(EXERCISE) Starting at the line that contains "Record the location of each instance of the boy's bare", repeat each line exactly until the records end, keeping both the first and the last.

[Image point grounding data]
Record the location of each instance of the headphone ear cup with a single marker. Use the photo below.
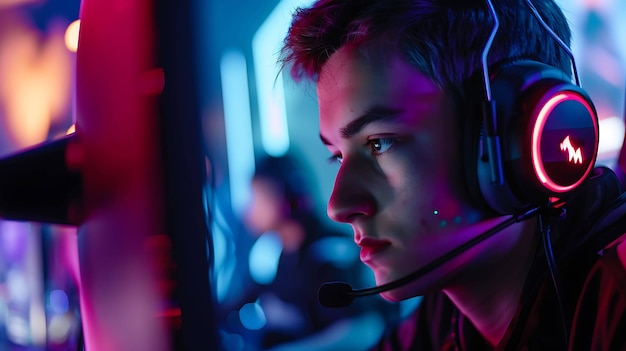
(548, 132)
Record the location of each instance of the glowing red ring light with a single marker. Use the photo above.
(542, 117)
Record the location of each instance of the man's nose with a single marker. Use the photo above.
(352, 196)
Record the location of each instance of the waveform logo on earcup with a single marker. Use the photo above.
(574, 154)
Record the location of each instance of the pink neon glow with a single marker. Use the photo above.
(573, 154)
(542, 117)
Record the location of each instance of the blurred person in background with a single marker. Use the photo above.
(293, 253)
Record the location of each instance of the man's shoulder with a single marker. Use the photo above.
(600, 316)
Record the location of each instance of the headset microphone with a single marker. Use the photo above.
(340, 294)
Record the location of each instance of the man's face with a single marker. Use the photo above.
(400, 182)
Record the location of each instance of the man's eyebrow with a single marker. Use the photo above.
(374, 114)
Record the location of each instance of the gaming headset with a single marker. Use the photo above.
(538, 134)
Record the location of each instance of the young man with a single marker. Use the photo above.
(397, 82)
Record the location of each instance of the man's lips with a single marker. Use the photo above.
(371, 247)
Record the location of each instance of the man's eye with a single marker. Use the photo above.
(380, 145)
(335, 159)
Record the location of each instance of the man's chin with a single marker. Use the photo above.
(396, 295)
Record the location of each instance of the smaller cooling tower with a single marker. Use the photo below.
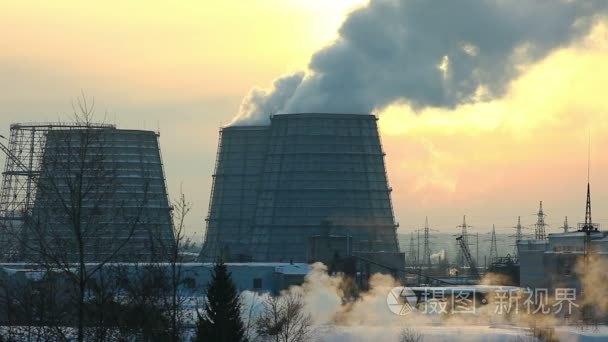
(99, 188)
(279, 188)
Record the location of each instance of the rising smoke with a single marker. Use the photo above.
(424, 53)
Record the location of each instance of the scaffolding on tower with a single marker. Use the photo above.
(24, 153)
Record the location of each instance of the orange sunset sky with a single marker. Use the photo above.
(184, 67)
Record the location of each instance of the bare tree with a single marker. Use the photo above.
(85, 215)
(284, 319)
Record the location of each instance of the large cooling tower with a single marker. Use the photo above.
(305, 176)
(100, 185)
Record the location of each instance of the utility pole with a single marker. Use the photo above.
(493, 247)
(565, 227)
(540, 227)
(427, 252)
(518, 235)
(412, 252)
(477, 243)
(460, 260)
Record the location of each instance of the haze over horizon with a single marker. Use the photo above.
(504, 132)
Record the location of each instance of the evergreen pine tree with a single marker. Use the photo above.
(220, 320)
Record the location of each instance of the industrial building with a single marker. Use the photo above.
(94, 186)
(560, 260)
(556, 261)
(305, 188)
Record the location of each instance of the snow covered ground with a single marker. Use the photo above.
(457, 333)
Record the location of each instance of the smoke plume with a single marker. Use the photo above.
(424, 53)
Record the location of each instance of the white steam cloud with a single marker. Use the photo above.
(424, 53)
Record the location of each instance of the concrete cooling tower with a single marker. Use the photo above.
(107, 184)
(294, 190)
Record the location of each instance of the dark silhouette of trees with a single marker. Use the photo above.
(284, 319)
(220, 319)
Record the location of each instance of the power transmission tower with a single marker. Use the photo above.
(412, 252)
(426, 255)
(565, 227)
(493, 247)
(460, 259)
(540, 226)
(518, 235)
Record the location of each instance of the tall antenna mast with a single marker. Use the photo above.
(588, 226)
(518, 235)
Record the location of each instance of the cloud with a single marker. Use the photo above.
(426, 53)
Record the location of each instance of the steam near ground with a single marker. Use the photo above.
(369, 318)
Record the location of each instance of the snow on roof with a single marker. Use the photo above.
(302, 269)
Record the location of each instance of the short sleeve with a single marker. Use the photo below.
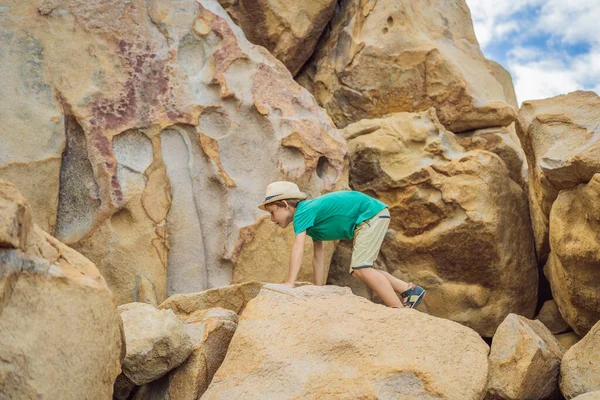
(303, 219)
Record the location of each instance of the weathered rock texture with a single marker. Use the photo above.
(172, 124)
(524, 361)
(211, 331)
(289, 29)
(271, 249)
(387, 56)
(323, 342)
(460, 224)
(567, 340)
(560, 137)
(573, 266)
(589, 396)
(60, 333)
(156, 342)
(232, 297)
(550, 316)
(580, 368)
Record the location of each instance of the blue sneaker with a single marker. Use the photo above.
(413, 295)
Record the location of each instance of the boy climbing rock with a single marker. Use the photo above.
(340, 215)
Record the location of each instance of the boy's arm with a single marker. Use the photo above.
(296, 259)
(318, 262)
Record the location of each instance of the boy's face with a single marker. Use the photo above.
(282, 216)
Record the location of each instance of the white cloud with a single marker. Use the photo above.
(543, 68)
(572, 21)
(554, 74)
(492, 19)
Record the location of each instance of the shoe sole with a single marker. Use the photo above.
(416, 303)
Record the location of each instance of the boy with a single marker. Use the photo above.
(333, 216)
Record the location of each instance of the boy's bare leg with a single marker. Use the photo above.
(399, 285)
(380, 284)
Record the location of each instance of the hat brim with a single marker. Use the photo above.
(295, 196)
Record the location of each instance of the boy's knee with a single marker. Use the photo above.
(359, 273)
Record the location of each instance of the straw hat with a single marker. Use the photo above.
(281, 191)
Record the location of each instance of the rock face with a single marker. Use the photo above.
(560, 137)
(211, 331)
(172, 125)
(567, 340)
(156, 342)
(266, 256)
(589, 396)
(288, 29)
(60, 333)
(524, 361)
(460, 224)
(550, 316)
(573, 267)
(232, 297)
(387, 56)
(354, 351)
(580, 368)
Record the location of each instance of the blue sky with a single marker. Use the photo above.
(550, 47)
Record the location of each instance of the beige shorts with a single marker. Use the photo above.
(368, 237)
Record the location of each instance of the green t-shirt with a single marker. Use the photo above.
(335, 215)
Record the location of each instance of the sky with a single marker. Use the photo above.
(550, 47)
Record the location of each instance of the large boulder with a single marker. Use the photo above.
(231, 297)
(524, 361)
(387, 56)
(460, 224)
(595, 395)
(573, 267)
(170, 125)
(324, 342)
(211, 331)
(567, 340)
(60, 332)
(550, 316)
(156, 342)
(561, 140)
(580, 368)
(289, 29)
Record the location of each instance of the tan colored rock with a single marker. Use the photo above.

(COMPLETED TASK)
Record the location of each instance of the boy's bare leg with a single marker. Use the photo above.
(399, 285)
(380, 284)
Record the location of each instance of the hat brim with a single marker. Use the photo above.
(295, 196)
Record the location of each instance of the boy's knee with a single marker. Use the photo above.
(359, 273)
Record the location of each instance of the straw hat with a single marker. Use the photo above.
(281, 191)
Record the location of each instance of the rock face with a single marker. Use the photo above.
(560, 137)
(211, 331)
(172, 125)
(567, 340)
(156, 342)
(266, 256)
(589, 396)
(288, 29)
(60, 333)
(524, 361)
(460, 224)
(550, 316)
(573, 267)
(232, 297)
(387, 56)
(354, 351)
(580, 368)
Record the location of each instance of the blue sky with a single marker. Use the photo above.
(550, 47)
Record the location of each instance of the beige shorts with a single marker. Use the photo above.
(368, 237)
Record the location of each instance of the green t-shirt with a single marker. Use the photo above.
(335, 215)
Record the location of each instance of the sky with a single marker. Use the photo above.
(550, 47)
Record the location of each instance of the large boulder with a single marker. Use the photo above.
(231, 297)
(524, 361)
(387, 56)
(460, 224)
(595, 395)
(573, 267)
(170, 125)
(324, 342)
(211, 331)
(567, 340)
(60, 332)
(550, 316)
(156, 342)
(561, 140)
(580, 368)
(289, 29)
Record the location of each instance of the tan colored rock with a single marker. Use the photo above.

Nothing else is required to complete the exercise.